PROBLEM DESCRIPTION: Output every line of the listing below as a Markdown table with the columns "Row" and "Line", numbering the rows and leaving out any blank lines.

# START OF MATERIAL FOR THIS EXERCISE

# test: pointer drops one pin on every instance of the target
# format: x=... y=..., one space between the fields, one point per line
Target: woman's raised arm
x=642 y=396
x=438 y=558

# END OF MATERIAL FOR THIS EXERCISE

CORRECT RESULT:
| Row | Line |
|---|---|
| 1 | # test: pointer drops one pin on every instance of the target |
| 2 | # format: x=... y=..., one space between the fields, one point per line |
| 3 | Target: woman's raised arm |
| 4 | x=642 y=396 |
| 5 | x=438 y=558 |